The climax was in a Leading Organisations lecture on cultural diversity where we managed to make the professor wonder if he had entered a parallel universe in which INSEAD students were the exact opposite of what they are meant to be. The Dutch attacked the Germans for their lack of cultural awareness; our US classmates got it big style but managed to respond by offending various countries (viva Freedom Fries); an American accented Indian managed to launch the ultimate put down to a Brit of Indian origin; a Brit commented that they could not believe they were being lectured on colonialism and cultural integration by a white South African; a black South African in turn piled in to defend his country man from the Brit. By this stage the lecture was watching on in horror as he tried to prevent this train wreck. There then followed a walk out by a Lebanese classmate before the professor was asked what date it was. He responded “April 1st” and smiled as he realised he had been. I have rarely laughed as much as I did in that class and thanks to Fabrizio for taking it so well. What that class proved was how close we had become as a group as the outline of an idea (discussed pre-class between 5-10 people) was taken up organically by the whole section and where everyone trusted their classmates/friends enough to make outrageous comments that no one would take offence at because they knew the person saying it did not mean it.
Unfortunately, the courses themselves were the least enjoyable of my time at INSEAD. In order of enjoyment:
1) LO – Professor Castellucci was a top guy who really tired to get us to understand the skills we will and do need as well as accelerate their development now.
2) CFP – the legendary Professor Pierre Hillion. The guy is a finance guru who can simplify the most complex concepts. After a period with him you realise the whole world is just a set of Options – in fact everything is an option. He also has the best French English accent in the world – all the native speakers spent the first lecture wondering what a “stack” was (perhaps a new financial instrument we had never heard of) only for it to later dawn on us that Pierre was talking about “Stocks”.
3) Strategy – Professor Constantini – an Englishman who according to my Italian friends speaks Italian with a Rome accent. The Prof was ex-Mckinsey and really knew his stuff. Perhaps an acquired taste for some I thought he was great.
4) Managerial accounting – Professor Jake Cohen (now Dean of the MBA). Certainly a prof who knew his stuff but one I did not gel with. Although he made the subject real world I did not appreciate his style or arrogance – but to be fair, others loved him.
5) Marketing – Professor Klein was trying a revamped syllabus with us that involved an about to be published book – “Momentum”. Unfortunately despite her best efforts the course did not work and a lot of us felt disappointed in the quality of the course and that we could have got far more out of the course were there better material.
6) POM – Professor Girotra was a star who had clearly done his best to make the course more interesting and valuable. However, for various reasons the course did not work, particularly in my case, and it was difficult to bring the lessons into the real world that many of us plan to inhabit post INSEAD. Having said that understanding a bottleneck is certainly a useful concept to have in my armoury.

########

Directions:
1. Return the part of the INSEAD text from "6) POM – Professor" up to and including "in my armoury.", with no changes.
2. Write out every line of the records below again, requests included, but multiply each vertex coordinate in the answers by 1.15 and round it to a whole number, with halves rounded up. Leave the format samples in the requests as they are, and leave the pictures out.

Provided data:
########

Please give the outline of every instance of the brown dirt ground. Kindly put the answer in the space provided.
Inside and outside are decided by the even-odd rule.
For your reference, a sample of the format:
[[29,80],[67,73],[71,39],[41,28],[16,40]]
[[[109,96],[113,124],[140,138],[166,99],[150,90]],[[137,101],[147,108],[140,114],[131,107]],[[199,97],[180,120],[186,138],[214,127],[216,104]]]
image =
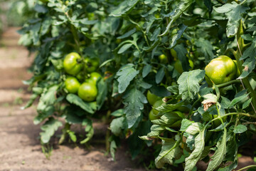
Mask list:
[[0,40],[0,170],[145,170],[134,168],[135,161],[124,147],[117,150],[114,162],[105,155],[104,144],[93,142],[90,150],[74,144],[55,145],[50,160],[46,158],[38,138],[40,126],[33,123],[36,107],[21,110],[30,95],[21,81],[32,76],[27,69],[33,58],[18,46],[17,29],[9,28]]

########

Answers in order:
1.
6) POM – Professor Girotra was a star who had clearly done his best to make the course more interesting and valuable. However, for various reasons the course did not work, particularly in my case, and it was difficult to bring the lessons into the real world that many of us plan to inhabit post INSEAD. Having said that understanding a bottleneck is certainly a useful concept to have in my armoury.

2.
Please give the outline of every instance of the brown dirt ground. Kindly put the answer in the space provided.
Inside and outside are decided by the even-odd rule.
For your reference, a sample of the format:
[[29,80],[67,73],[71,39],[41,28],[16,40]]
[[[109,96],[113,124],[140,138],[166,99],[150,90]],[[137,101],[147,108],[140,114],[131,107]],[[199,97],[180,120],[186,138],[214,127],[216,104]]]
image =
Mask list:
[[0,46],[0,196],[167,196],[154,193],[155,185],[143,169],[135,173],[131,186],[121,178],[120,166],[107,163],[104,173],[85,166],[63,167],[58,184],[53,182],[44,159],[46,145],[38,141],[41,123],[24,127],[35,109],[24,93],[37,87],[31,79],[38,67],[21,53],[20,33],[10,32]]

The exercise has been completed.